Time of the Month
Except my time of the month! Sometimes it's a whole week of anxiety, fear, self-doubt, and chocolate. This past week I think I questioned just about everything I could in my life. Believing in myself felt like too much hard work.
Moments such as these call for being open to a guide or a friend who might lead us in the right direction. I am a lucky person to have so many strong women as clients and that I get to work on them all day long. And sometimes the reverse happens, as well.
Scarlet was in my chair last week, and I was catching her up on my magical life. She has been so supportive and, with her kind spirit, even prompted me several times about writing. Before I posted my first blog piece last week I experienced a sneak attack, imagining my friends’ fear and doubt. I was opening up and describing what this felt like. What if people judge me? What if my extended family feels uncomfortable? At some point I'm going to talk about medium-ship and my development: what if the family of the man I'm in love with doesn't approve? Question after question was resolved with one kind statement from Scarlet. We were sipping coffee when she said, "But Gina, people are out there waiting for you to help them."
In an instant, it felt as if a vacuum sucked fear out of my atmosphere. I can't let fear stop me--people are waiting. I must be brave and have courage. Scarlet then went on to tell me about how our last appointment helped her. When she was in six weeks prior, she’d expressed that she wasn't feeling like herself. She felt anxious and depressed and didn't know why. Having dealt with these issues before in my own life, I suggested meditating and asking for clear answers as to what's going on in her body and mind. Amazingly enough, she got her answer.

■ LISTED ENTRIES
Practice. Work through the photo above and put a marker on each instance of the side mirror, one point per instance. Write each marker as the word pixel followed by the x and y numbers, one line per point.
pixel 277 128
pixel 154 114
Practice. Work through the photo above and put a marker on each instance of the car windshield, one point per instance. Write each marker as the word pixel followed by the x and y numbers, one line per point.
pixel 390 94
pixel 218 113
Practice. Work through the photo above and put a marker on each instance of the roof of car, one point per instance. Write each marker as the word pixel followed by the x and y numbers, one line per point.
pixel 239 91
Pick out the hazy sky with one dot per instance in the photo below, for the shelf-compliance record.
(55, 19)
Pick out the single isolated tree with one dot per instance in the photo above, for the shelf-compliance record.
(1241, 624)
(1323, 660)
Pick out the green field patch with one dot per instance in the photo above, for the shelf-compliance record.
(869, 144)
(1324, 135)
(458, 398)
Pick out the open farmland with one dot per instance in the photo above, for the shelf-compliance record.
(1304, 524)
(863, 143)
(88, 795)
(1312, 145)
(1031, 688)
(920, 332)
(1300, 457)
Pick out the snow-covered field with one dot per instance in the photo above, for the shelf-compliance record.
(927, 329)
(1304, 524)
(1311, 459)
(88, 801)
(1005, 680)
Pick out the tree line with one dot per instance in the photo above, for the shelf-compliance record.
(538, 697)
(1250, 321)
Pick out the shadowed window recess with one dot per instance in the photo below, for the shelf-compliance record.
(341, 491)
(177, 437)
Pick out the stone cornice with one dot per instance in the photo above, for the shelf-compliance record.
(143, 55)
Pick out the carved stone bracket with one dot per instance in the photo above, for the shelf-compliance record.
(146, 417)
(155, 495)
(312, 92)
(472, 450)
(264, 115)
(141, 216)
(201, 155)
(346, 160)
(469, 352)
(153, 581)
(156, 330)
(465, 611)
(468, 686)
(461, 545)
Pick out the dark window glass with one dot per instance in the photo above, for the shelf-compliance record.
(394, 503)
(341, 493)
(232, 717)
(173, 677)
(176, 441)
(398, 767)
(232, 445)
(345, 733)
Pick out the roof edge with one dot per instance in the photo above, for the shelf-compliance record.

■ ACTION ITEM A
In the blog post about the week of self-doubt, what did Scarlet say over coffee that settled the writer's worries?
■ ACTION ITEM B
According to the blog post about the week of self-doubt, why did the writer suggest that Scarlet meditate?
■ ACTION ITEM C
How might the blog post about the week of self-doubt go on? Continue it from the point where it stops.

■ TASK ANSWER A
"But Gina, people are out there waiting for you to help them."

■ TASK ANSWER B
Scarlet said she felt anxious and depressed, wasn't feeling like herself, and didn't know why. The writer had dealt with these issues in her own life, so she suggested meditating and asking for clear answers about what was going on in Scarlet's body and mind.

■ TASK ANSWER C
A few days later, as Scarlet was flipping through a magazine, an article popped out at her. It was a piece about how not all generic medications are the same and that some can give you side effects, such as depression and anxiety, to name a couple. A light bulb went off right then and there. About eight weeks ago her pharmacist had changed her generic birth control to a different generic birth control. She called her pharmacist right away to confirm what she had read was accurate. Her pharmacist said it was completely probable and switched her back to her original medication.
Meditation opened Scarlet to paying attention.
Hearing this story lifted my spirit. It reminds me of a quote from Mother Teresa. "Do small things with great love." Small things with great love can ripple further than any expectation. Every answer is available to you. You just have to ask. Ask and be open to receiving.